§ **HOW TO COMPLETE THIS TASK**: Write out the opening lines of the data word for word, up to and including the line with "positive clicks: (32, 514) (754, 498)", and leave every picture and every later line out.

§ **Stored dataset items**:
*** Block opens ***
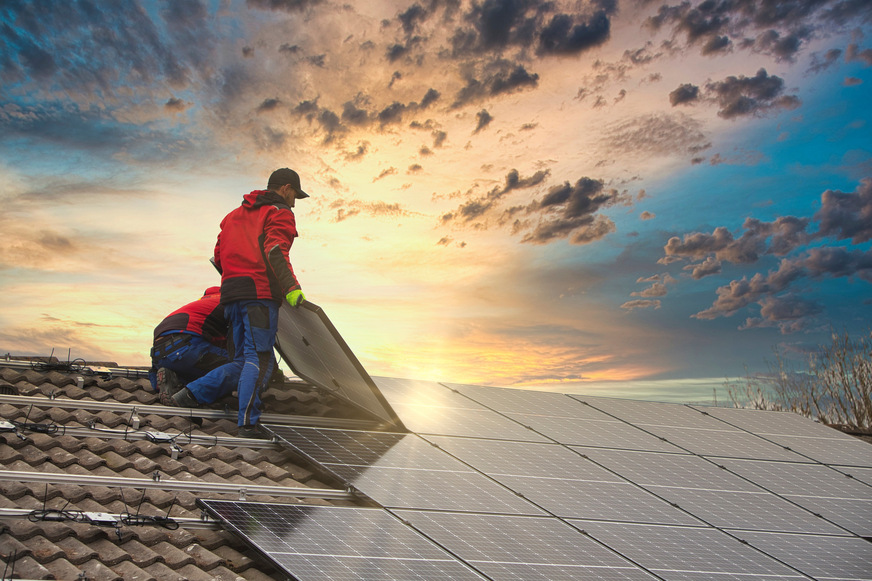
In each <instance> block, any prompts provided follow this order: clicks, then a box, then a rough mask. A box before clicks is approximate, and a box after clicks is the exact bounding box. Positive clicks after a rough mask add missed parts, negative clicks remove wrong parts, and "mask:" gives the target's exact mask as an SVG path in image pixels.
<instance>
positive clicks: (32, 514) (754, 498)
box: [0, 360, 872, 580]
mask: <svg viewBox="0 0 872 581" xmlns="http://www.w3.org/2000/svg"><path fill="white" fill-rule="evenodd" d="M13 363H14V362H8V361H7V362H4V361H2V360H0V393H3V394H5V395H2V396H0V419H2V420H6V421H7V422H11V423H12V425H13V427H16V428H17V429H16V430H15V431H5V432H2V433H0V464H2V467H3V470H0V492H2V498H0V517H2V521H3V523H4V526H5V528H4V529H3V532H2V534H0V557H2V560H3V563H4V566H5V567H6V568H7V571H6V573H5V574H4V576H10V570H11V568H12V566H13V563H14V574H15V576H16V577H19V578H29V579H52V578H54V579H75V578H79V577H87V578H91V579H161V580H162V579H192V580H196V579H285V578H287V577H288V574H287V570H288V569H285V570H282V568H281V567H284V566H285V565H284V564H283V563H280V562H279V561H273V560H271V557H272V556H271V555H270V552H269V550H264V547H262V546H261V547H258V546H256V545H257V541H256V539H254V544H255V546H254V547H252V546H251V545H250V544H249V543H250V542H252V541H253V538H252V536H251V534H250V531H247V530H245V529H246V528H247V527H243V529H240V528H238V527H236V525H235V524H234V523H233V522H232V519H230V520H227V519H224V517H223V516H222V514H223V513H222V510H224V509H226V508H227V507H228V506H229V507H230V508H235V509H240V510H243V511H248V510H253V511H256V510H259V509H257V508H256V507H262V506H268V507H270V506H271V507H276V506H280V507H284V508H283V509H282V510H273V511H272V514H279V513H281V514H285V517H284V518H287V519H291V518H298V517H299V515H300V514H302V515H303V516H304V521H305V522H311V523H312V525H313V526H314V527H315V528H316V529H317V528H318V527H322V528H321V529H319V530H318V534H321V533H323V532H325V531H326V532H328V533H333V532H335V531H331V530H326V529H324V528H323V527H326V526H328V525H329V526H333V527H337V526H338V527H340V528H339V529H337V530H340V531H344V533H343V534H345V535H350V537H349V536H346V537H340V539H339V540H340V541H342V542H341V543H338V544H330V543H322V542H319V541H318V539H319V538H320V537H318V536H317V535H316V536H313V537H310V538H302V539H299V541H300V543H301V546H305V547H314V549H312V550H315V549H317V550H318V551H320V553H319V554H311V553H307V554H305V555H304V556H303V557H304V565H303V566H304V567H309V568H308V569H305V568H304V569H302V570H303V571H306V572H307V575H302V574H301V575H300V578H301V579H325V578H329V579H340V578H349V579H350V578H355V579H356V578H359V577H354V576H344V577H343V576H342V575H339V574H338V573H337V574H336V576H334V575H332V574H328V575H327V576H326V577H325V575H324V573H325V571H326V572H328V573H329V572H332V571H337V569H335V567H336V566H337V563H338V564H339V565H340V566H341V565H343V564H344V563H347V562H348V558H347V556H346V555H344V554H343V553H342V550H343V548H346V549H348V548H349V547H350V549H348V550H353V551H357V550H359V549H360V547H359V546H358V545H365V546H364V547H363V549H366V550H372V549H373V547H375V548H378V544H379V542H381V541H380V539H381V538H382V537H380V536H379V535H369V534H367V533H366V531H362V530H356V529H355V528H354V527H353V526H352V527H350V528H349V523H369V524H361V525H360V526H361V528H362V527H363V526H370V525H373V526H376V525H377V526H383V527H384V529H383V530H384V531H385V532H386V534H387V532H388V531H393V532H390V534H397V535H398V537H397V538H400V539H402V541H403V542H402V543H400V544H396V543H394V544H393V545H391V543H390V540H391V539H390V537H388V541H386V542H387V543H388V546H389V547H391V550H397V551H405V550H406V549H407V548H415V550H419V549H420V550H421V551H422V552H421V553H420V554H424V555H431V554H437V555H440V556H441V557H440V558H441V560H439V559H435V560H434V559H429V561H428V560H427V559H424V560H423V561H428V562H427V563H426V564H425V566H426V567H431V568H439V567H443V568H442V569H439V570H440V571H442V572H443V573H444V572H445V571H453V572H454V573H455V574H456V575H457V576H454V574H450V575H449V577H450V578H452V579H460V578H474V579H481V578H490V579H519V578H521V579H529V578H552V577H548V576H547V573H545V575H546V576H545V577H542V575H543V571H546V572H547V571H552V572H554V571H558V570H559V571H561V572H562V574H563V575H568V577H563V578H579V577H578V575H579V573H580V572H582V577H583V578H615V579H617V578H632V579H652V578H653V579H656V578H661V579H669V578H672V577H671V574H672V572H673V571H672V570H671V569H669V567H668V566H659V565H658V561H659V560H665V561H669V560H671V561H672V566H674V565H675V563H676V562H678V563H681V564H682V565H684V563H685V561H686V562H687V566H688V567H689V568H691V569H692V571H696V573H693V572H692V571H691V572H687V574H686V575H684V577H681V578H686V579H702V578H711V576H710V574H713V573H712V572H714V573H718V574H719V575H721V576H726V577H729V576H730V575H731V574H732V575H737V574H741V575H744V576H746V577H747V575H753V574H756V573H760V574H762V573H763V572H766V571H768V572H770V573H771V574H784V573H788V575H787V577H783V578H797V579H801V578H818V577H820V576H821V575H822V573H820V569H821V567H822V566H824V567H828V566H829V567H832V566H835V565H836V564H838V566H839V567H841V569H843V570H844V571H852V572H853V574H852V576H850V577H845V576H844V575H843V577H844V578H851V579H868V578H870V577H869V574H868V571H867V572H862V571H861V569H862V568H863V567H864V565H862V563H863V562H866V561H864V559H866V557H867V556H870V555H872V552H870V551H872V545H869V543H868V542H866V541H865V540H863V537H869V536H872V529H870V524H869V523H870V522H872V518H867V517H870V516H872V510H870V509H872V501H870V495H869V494H868V490H872V488H870V487H872V462H870V460H872V452H870V450H872V449H870V448H867V447H865V446H866V444H865V443H860V442H859V440H854V439H851V438H848V437H847V436H845V435H843V434H841V433H839V432H837V431H836V430H830V429H829V428H826V427H823V426H820V425H819V424H815V423H814V422H811V421H810V420H806V419H803V418H799V417H798V416H795V415H794V414H784V413H780V412H753V411H748V410H732V409H726V408H701V407H698V406H682V405H678V404H658V403H652V402H634V401H630V400H617V399H610V398H583V397H581V396H568V395H565V394H555V393H534V392H524V391H520V390H510V389H501V388H488V387H482V386H467V385H457V384H440V383H436V382H424V381H410V380H402V379H393V378H374V379H375V384H377V387H378V389H379V391H380V394H382V395H383V396H384V398H385V400H386V401H387V402H389V404H390V407H391V408H392V409H393V410H394V411H395V412H396V414H397V415H398V416H399V417H400V418H401V419H402V423H403V425H404V426H405V428H407V429H408V430H410V432H408V433H403V432H402V431H400V430H395V431H394V432H378V431H375V430H374V428H375V424H374V423H373V422H372V421H367V420H364V419H362V418H361V417H360V415H359V414H358V413H357V411H356V409H355V408H353V407H350V406H349V405H347V403H346V402H345V401H344V400H336V399H334V398H333V397H332V396H330V395H328V394H326V393H325V392H324V391H322V390H321V389H317V388H314V387H312V386H311V385H309V384H306V383H302V382H299V381H288V380H285V381H284V382H281V383H272V384H271V385H270V386H269V389H268V390H267V391H266V392H265V394H264V398H263V399H264V402H265V411H266V412H267V413H266V414H265V416H264V417H265V418H267V420H265V421H268V423H269V426H270V428H269V429H270V431H271V433H272V434H273V435H274V440H273V441H266V440H261V441H250V440H249V441H246V440H240V439H238V438H234V437H233V436H232V434H234V433H235V421H234V420H235V413H233V412H232V411H230V410H220V409H219V410H216V411H214V413H212V412H202V413H201V414H200V415H203V416H206V417H202V418H199V419H198V418H197V417H196V416H195V415H193V414H190V413H188V412H186V411H185V410H180V409H178V408H165V407H162V406H158V405H155V404H157V397H156V394H154V393H152V392H151V389H150V387H149V385H148V381H147V379H145V378H138V377H136V375H137V374H138V373H137V372H136V370H131V369H127V368H115V367H114V365H115V364H114V363H109V364H102V365H99V366H98V365H92V366H90V369H91V370H96V371H95V374H93V375H87V374H85V370H84V369H83V368H81V367H75V366H68V365H64V364H59V363H58V362H56V361H55V362H52V363H51V364H50V365H44V364H41V363H38V362H37V363H28V364H22V363H18V364H16V365H13ZM125 374H127V375H129V377H123V376H122V375H125ZM50 398H51V399H50ZM228 405H230V406H231V409H232V403H231V402H228ZM343 426H345V427H343ZM367 426H370V427H369V428H367ZM2 429H3V428H2V425H0V430H2ZM7 429H8V427H7ZM360 444H362V445H361V446H358V447H357V448H355V446H356V445H360ZM858 445H859V446H860V448H857V447H856V446H858ZM45 475H48V476H47V477H44V476H45ZM817 475H825V476H826V477H827V478H828V479H829V480H826V482H828V483H830V482H832V483H834V486H836V488H838V490H835V489H830V490H821V486H820V484H818V483H817V482H818V481H817V480H815V478H810V476H814V477H817ZM847 475H850V476H851V478H845V476H847ZM400 477H401V478H400ZM837 477H838V478H840V479H841V480H837ZM94 479H102V480H94ZM121 479H126V480H121ZM399 480H401V483H400V485H399V486H397V483H398V482H399ZM823 481H824V480H820V482H823ZM796 486H798V487H799V488H796ZM857 490H860V491H861V492H860V493H859V494H858V493H857V492H856V491H857ZM350 491H353V492H354V494H351V493H350ZM579 491H580V492H581V493H582V494H581V496H579ZM204 499H206V500H205V501H204ZM203 507H206V509H207V510H206V511H205V512H204V511H203V510H201V508H203ZM251 507H254V508H251ZM299 507H310V510H303V511H302V512H300V509H299ZM725 508H726V509H728V512H726V513H725V512H723V510H724V509H725ZM291 511H298V512H296V513H293V512H291ZM337 511H339V512H341V518H337V517H336V515H337ZM204 514H206V515H208V518H206V519H205V520H204ZM253 514H256V513H253ZM216 516H217V517H220V518H221V521H220V522H219V520H216V519H215V518H214V517H216ZM331 519H332V520H331ZM256 520H259V519H256ZM244 522H247V521H244ZM295 522H296V521H295ZM325 523H327V524H325ZM329 523H333V524H329ZM337 523H338V524H337ZM177 524H178V525H179V526H178V527H177V528H176V526H175V525H177ZM236 524H238V523H236ZM809 526H810V527H811V528H808V529H807V528H806V527H809ZM343 527H344V528H343ZM298 529H299V531H298V532H299V533H301V534H304V535H305V534H308V533H306V532H305V531H306V530H308V529H307V528H306V527H298ZM397 529H399V530H397ZM231 530H232V531H235V534H234V533H231V532H228V531H231ZM367 530H369V529H367ZM422 531H423V532H422ZM463 531H467V532H466V533H464V532H463ZM265 532H266V533H272V532H274V531H270V530H268V529H267V530H266V531H265ZM361 533H362V534H361ZM555 534H556V536H554V537H549V536H548V535H555ZM376 537H378V538H376ZM785 539H787V540H792V541H796V542H795V543H794V544H785ZM370 540H373V542H370ZM546 540H547V542H545V541H546ZM406 541H408V544H407V543H406ZM482 543H483V544H482ZM672 543H674V545H673V544H672ZM803 543H810V544H803ZM416 547H417V548H416ZM483 547H484V548H483ZM866 547H870V548H866ZM846 549H847V550H849V551H852V552H850V553H848V554H847V555H846V554H845V553H844V552H842V553H840V552H839V551H844V550H846ZM298 550H299V549H298ZM380 550H384V547H382V548H381V549H380ZM409 550H411V549H409ZM434 550H435V551H437V552H436V553H433V552H432V551H434ZM858 550H859V552H860V553H859V554H860V556H859V557H857V554H858V553H857V551H858ZM487 551H493V552H492V553H490V554H486V553H487ZM808 554H813V556H814V559H816V560H817V561H816V562H812V561H813V560H810V559H808V558H807V555H808ZM416 555H418V553H414V552H413V553H412V556H411V557H410V558H407V559H406V558H404V557H403V556H402V555H398V556H391V557H390V558H389V559H387V561H389V562H391V563H401V562H402V563H404V564H409V563H411V564H412V566H417V565H416V564H420V563H422V562H423V561H422V559H420V558H419V557H418V556H416ZM567 555H569V556H570V557H571V558H568V557H567ZM725 556H730V557H729V558H726V557H725ZM354 557H355V558H354V560H355V561H360V560H361V559H360V558H358V555H354ZM558 557H559V558H560V559H565V560H567V561H572V559H576V561H577V562H574V561H573V562H567V563H563V564H562V565H561V566H560V567H555V566H554V564H555V563H556V561H551V562H540V561H537V559H545V558H554V559H557V558H558ZM273 558H274V557H273ZM374 558H376V560H377V561H378V562H379V563H384V562H385V560H386V559H385V557H383V556H376V557H374ZM706 558H709V559H713V560H710V561H709V560H706ZM404 559H405V560H404ZM746 559H747V560H746ZM858 559H859V560H858ZM582 561H583V562H582ZM822 564H823V565H822ZM290 566H291V567H298V566H300V565H299V562H292V563H291V565H290ZM331 567H334V569H331ZM743 567H745V569H742V568H743ZM290 570H292V571H298V569H294V568H292V569H290ZM434 570H435V569H434ZM704 571H708V573H705V574H703V573H702V572H704ZM343 572H344V573H345V574H346V575H347V573H348V569H347V568H346V569H344V570H343ZM840 572H842V571H840ZM482 573H484V575H485V576H482ZM309 574H311V576H309ZM767 574H769V573H767ZM535 575H539V577H535ZM362 578H364V579H369V578H370V577H367V576H365V575H364V576H363V577H362ZM379 578H390V579H404V578H407V577H404V576H402V575H400V576H394V577H390V576H385V577H379ZM424 578H433V577H432V576H425V577H424Z"/></svg>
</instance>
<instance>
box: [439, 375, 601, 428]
mask: <svg viewBox="0 0 872 581" xmlns="http://www.w3.org/2000/svg"><path fill="white" fill-rule="evenodd" d="M444 385H446V386H448V387H450V388H451V389H456V390H457V391H459V392H460V393H462V394H464V395H466V396H468V397H470V398H472V399H474V400H475V401H477V402H479V403H481V404H483V405H486V406H487V407H489V408H492V409H494V410H496V411H498V412H514V413H527V412H530V411H531V410H535V412H536V413H537V414H540V415H546V416H556V417H565V418H577V419H589V420H611V419H612V418H610V417H608V416H607V415H605V414H603V413H602V412H599V411H597V410H595V409H593V408H591V407H590V406H586V405H584V404H583V403H581V402H579V401H577V400H574V399H572V398H571V397H569V396H568V395H564V394H562V393H553V392H547V391H529V390H523V389H506V388H501V387H482V386H478V385H463V384H459V383H446V384H444Z"/></svg>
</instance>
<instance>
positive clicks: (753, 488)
mask: <svg viewBox="0 0 872 581" xmlns="http://www.w3.org/2000/svg"><path fill="white" fill-rule="evenodd" d="M577 450H578V451H580V452H583V453H584V454H586V455H587V456H588V457H589V458H590V459H591V460H593V461H594V462H597V463H598V464H602V465H603V466H605V467H607V468H608V469H610V470H613V471H615V472H616V473H618V474H620V475H621V476H623V477H624V478H626V479H627V480H629V481H631V482H635V483H636V484H639V485H640V486H680V487H685V488H705V489H709V490H731V491H745V492H759V491H760V487H759V486H756V485H754V484H753V483H751V482H748V481H746V480H745V479H743V478H741V477H739V476H736V475H734V474H731V473H730V472H728V471H727V470H724V469H723V468H718V466H716V465H715V464H713V463H712V462H709V461H708V460H706V459H704V458H700V457H699V456H693V455H690V454H661V453H656V452H632V451H624V450H592V449H589V448H577Z"/></svg>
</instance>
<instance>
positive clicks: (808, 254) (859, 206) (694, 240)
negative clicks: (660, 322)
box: [659, 178, 872, 332]
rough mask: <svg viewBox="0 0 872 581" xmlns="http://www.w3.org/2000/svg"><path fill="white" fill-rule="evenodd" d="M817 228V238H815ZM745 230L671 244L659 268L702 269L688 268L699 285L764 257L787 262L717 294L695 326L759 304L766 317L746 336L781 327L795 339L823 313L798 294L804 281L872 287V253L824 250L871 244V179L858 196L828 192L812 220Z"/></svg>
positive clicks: (862, 181)
mask: <svg viewBox="0 0 872 581" xmlns="http://www.w3.org/2000/svg"><path fill="white" fill-rule="evenodd" d="M815 225H816V226H817V229H816V231H810V230H813V228H814V226H815ZM742 229H743V233H742V235H741V236H740V237H739V238H735V237H734V236H733V234H732V233H731V232H730V231H729V230H727V229H726V228H724V227H718V228H715V229H714V231H713V232H712V233H711V234H703V233H699V232H696V233H692V234H686V235H685V236H684V237H683V238H679V237H677V236H676V237H672V238H670V239H669V241H668V242H667V244H666V246H665V247H664V257H663V258H662V259H661V260H660V261H659V262H660V263H661V264H672V263H674V262H676V261H682V260H687V259H690V260H693V261H696V262H695V263H693V264H689V265H686V266H684V267H683V269H684V270H690V271H691V273H692V277H693V278H694V279H700V278H703V277H705V276H709V275H713V274H718V273H720V271H721V264H722V262H730V263H733V264H754V263H757V262H758V261H759V260H760V259H761V258H762V257H763V256H765V255H774V256H780V257H783V258H781V260H780V262H779V264H778V267H777V268H776V269H774V270H770V271H768V272H767V273H765V274H764V273H759V272H758V273H755V274H754V275H752V276H751V277H750V278H748V277H747V276H745V277H742V278H741V279H736V280H733V281H731V282H730V283H729V284H727V285H724V286H721V287H719V288H718V289H717V291H716V294H717V298H716V299H715V301H714V303H713V304H712V306H711V307H709V308H708V309H705V310H703V311H700V312H698V313H696V314H695V315H693V317H694V318H697V319H705V320H708V319H714V318H717V317H728V316H731V315H734V314H735V313H737V312H738V311H739V310H742V309H744V308H746V307H749V306H750V305H753V304H755V303H756V304H757V305H758V306H759V307H760V317H751V318H749V319H748V320H747V321H746V322H745V324H744V326H743V327H741V328H743V329H750V328H755V327H761V326H778V327H779V328H780V329H781V331H782V332H792V331H796V330H799V329H801V328H803V326H804V325H806V324H807V323H808V320H809V319H810V318H811V317H813V316H816V315H818V314H820V312H821V310H820V308H819V307H818V306H817V305H816V304H815V303H813V302H811V301H808V300H806V299H803V298H802V297H801V296H800V294H799V292H798V291H797V290H796V287H797V286H798V285H800V283H801V281H803V280H805V279H815V280H817V279H823V278H831V279H836V278H853V277H856V278H859V279H861V280H864V281H866V282H868V283H872V250H869V249H865V248H851V247H843V246H834V245H826V244H827V243H828V242H830V243H832V242H845V241H848V242H850V244H852V245H859V244H866V243H868V242H869V241H870V240H872V178H866V179H863V180H861V182H860V184H859V185H858V186H857V188H856V190H855V191H853V192H849V193H844V192H841V191H838V190H827V191H825V192H824V193H823V194H822V195H821V205H820V209H819V210H818V211H817V212H816V213H815V214H814V216H813V217H812V218H798V217H794V216H784V217H779V218H777V219H775V220H773V221H772V222H763V221H760V220H757V219H755V218H747V219H746V220H745V222H744V224H743V225H742Z"/></svg>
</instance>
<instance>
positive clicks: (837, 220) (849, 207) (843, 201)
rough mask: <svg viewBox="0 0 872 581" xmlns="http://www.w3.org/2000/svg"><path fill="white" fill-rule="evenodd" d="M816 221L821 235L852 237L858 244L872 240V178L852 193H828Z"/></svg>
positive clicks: (848, 237)
mask: <svg viewBox="0 0 872 581" xmlns="http://www.w3.org/2000/svg"><path fill="white" fill-rule="evenodd" d="M814 220H815V221H817V222H818V235H819V236H824V237H833V238H835V239H836V240H844V239H848V238H850V239H851V242H852V243H854V244H860V243H862V242H867V241H868V240H872V178H866V179H863V180H861V182H860V184H859V185H858V186H857V189H856V190H854V192H851V193H844V192H840V191H839V190H827V191H825V192H824V193H823V194H822V195H821V207H820V209H819V210H818V211H817V212H816V213H815V215H814Z"/></svg>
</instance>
*** Block closes ***
§ **EXPECTED ANSWER**:
In each <instance> block, any prompts provided follow this order: clicks, then a box, then a rough mask. A box before clicks is approximate, and a box after clicks is the exact bounding box. Positive clicks after a rough mask add missed parts, negative clicks remove wrong parts, and "mask:" gives the target's exact mask as an SVG path in image pixels.
<instance>
positive clicks: (32, 514) (754, 498)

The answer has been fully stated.